### Página

= = = = =

Assim sendo, o Tribunal “ad quem” não violou o princípio da aplicação retroactiva da disposição normativa mais favorável, já que a Lei n.º 19/17, de 25 de Agosto, foi aplicada, conforme requerido pelos Recorrentes.
Resulta disso que este Tribunal não perfilha do entendimento dos Recorrentes de que, com base na nova lei, o Tribunal ad quem devia ter aplicado a pena de 1 ano, correspondente à moldura penal de 1/3 de 3 anos de prisão maior, porque cabe tão-somente ao Juiz julgar e decidir, nos termos do artigo 175.º da CRA.
Ora, na formulação da decisão, importa ao julgador respeitar os limites mínimos e máximos de restrição da liberdade de locomoção definidos pela Lei n.º 19/17 de 25 de Agosto, e, ao que nos é dado a ver pelos autos a fls. 1242 e 1243, o Acórdão do Tribunal ad quem não aplicou uma pena acima da moldura penal abstractamente fixada.
Com efeito, é entendimento deste Tribunal que o Acórdão recorrido não violou o princípio da aplicação da lei mais favorável aos Recorrentes, uma vez que a pena de 3 anos de prisão maior aplicada vem prevista na Lei n.º 19/17, de 25 de Agosto.
b. Violação do princípio da legalidade
Os Recorrentes alegam que o Venerando Tribunal Supremo, com a condenação, violou o princípio da legalidade, defendendo que não há, na Lei sobre a Prevenção e o Combate ao Terrorismo, actos tipicamente criminosos imputáveis ao seu grupo, - “Predicar Angola”-, cujas actividades resumem-se apenas na divulgação das ideias do islão.
O princípio invocado pelos Recorrentes, com base no n.º 2 do artigo 65.º da CRA, é, precisamente, o da legalidade penal ou criminal, enquanto pressuposto fundamental do Estado de direito democrático, e visa prevenir sentenças condenatórias sem que haja antes uma lei que declare punível a acção ou omissão criminosas.

= = = = =

Registos de uma coleção:
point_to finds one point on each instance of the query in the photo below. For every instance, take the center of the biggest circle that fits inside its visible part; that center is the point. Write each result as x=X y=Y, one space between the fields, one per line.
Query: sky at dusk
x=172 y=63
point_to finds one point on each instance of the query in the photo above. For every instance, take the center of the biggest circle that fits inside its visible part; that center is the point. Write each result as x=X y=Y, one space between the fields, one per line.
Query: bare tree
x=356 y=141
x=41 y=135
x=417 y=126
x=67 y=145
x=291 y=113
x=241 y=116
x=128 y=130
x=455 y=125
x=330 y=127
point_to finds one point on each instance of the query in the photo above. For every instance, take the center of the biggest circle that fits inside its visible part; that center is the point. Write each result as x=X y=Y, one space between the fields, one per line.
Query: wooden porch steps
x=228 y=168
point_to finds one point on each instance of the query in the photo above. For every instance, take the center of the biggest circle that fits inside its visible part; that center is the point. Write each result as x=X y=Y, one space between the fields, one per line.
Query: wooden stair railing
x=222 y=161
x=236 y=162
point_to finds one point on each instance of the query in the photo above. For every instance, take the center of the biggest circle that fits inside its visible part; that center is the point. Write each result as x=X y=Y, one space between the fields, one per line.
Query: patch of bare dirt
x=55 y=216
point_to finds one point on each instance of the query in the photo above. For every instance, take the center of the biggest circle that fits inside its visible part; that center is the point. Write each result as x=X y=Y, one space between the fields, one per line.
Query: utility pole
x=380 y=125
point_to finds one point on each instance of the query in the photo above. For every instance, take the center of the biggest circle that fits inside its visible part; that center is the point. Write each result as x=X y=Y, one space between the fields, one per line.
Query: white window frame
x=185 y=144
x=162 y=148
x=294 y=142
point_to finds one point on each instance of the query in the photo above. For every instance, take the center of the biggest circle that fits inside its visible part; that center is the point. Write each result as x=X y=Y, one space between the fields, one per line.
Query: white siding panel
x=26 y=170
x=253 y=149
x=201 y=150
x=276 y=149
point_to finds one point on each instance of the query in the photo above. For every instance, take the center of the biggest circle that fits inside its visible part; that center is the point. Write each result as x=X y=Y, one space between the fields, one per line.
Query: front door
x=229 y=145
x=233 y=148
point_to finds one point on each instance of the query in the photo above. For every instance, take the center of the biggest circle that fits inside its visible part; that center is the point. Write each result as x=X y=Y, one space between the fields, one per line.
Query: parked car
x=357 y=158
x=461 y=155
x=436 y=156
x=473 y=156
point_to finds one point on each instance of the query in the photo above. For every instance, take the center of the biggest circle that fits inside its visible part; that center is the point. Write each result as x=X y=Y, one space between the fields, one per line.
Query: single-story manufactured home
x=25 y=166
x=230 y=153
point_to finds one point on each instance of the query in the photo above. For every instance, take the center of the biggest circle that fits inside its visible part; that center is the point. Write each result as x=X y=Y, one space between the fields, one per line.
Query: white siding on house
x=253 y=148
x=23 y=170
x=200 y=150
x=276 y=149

= = = = =

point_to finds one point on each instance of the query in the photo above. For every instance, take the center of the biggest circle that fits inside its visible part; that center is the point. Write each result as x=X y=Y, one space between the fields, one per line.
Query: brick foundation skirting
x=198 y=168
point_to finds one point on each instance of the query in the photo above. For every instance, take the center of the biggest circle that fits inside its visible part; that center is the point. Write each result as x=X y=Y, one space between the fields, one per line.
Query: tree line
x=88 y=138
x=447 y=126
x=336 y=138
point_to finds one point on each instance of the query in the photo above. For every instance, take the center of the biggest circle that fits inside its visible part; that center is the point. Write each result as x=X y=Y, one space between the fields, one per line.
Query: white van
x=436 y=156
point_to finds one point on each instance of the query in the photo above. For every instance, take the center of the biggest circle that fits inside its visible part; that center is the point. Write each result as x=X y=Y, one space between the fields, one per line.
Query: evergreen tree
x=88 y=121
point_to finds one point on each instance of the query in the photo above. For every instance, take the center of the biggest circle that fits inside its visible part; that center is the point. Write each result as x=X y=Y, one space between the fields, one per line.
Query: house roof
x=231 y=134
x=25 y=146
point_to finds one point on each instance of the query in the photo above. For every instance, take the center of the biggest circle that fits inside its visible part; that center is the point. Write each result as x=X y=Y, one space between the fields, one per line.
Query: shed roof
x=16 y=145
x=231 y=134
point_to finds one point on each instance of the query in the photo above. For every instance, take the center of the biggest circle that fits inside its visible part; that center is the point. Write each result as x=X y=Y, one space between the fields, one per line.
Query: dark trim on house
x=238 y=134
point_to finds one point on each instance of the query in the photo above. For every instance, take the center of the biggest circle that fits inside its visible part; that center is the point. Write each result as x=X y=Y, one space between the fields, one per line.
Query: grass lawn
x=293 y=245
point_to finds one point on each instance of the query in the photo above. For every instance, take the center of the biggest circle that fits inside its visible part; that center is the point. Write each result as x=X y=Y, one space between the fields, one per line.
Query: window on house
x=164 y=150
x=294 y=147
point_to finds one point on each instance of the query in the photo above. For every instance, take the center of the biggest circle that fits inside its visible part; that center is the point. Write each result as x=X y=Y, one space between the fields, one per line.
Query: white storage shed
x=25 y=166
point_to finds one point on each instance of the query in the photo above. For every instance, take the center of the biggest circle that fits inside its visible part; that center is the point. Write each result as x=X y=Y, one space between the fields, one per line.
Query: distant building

= = = = =

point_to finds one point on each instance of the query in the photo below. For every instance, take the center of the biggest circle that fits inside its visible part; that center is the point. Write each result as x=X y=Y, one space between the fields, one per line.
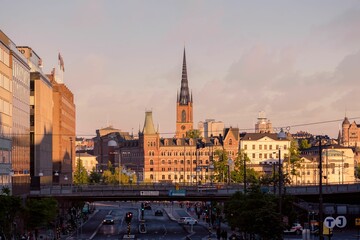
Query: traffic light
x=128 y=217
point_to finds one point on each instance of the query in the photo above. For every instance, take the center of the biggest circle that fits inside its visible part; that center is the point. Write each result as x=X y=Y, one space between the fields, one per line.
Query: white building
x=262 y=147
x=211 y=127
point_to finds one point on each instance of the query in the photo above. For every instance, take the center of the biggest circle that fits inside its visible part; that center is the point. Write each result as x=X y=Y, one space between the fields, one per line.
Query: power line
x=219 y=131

= = = = =

### O que fazer
Que leis e artigos da CRA a página cita? Indique cada um apenas uma vez, com a designação que lhe é dada no texto.

### Resposta
- Lei n.º 19/17, de 25 de Agosto
- artigo 175.º da CRA
- Lei sobre a Prevenção e o Combate ao Terrorismo
- n.º 2 do artigo 65.º da CRA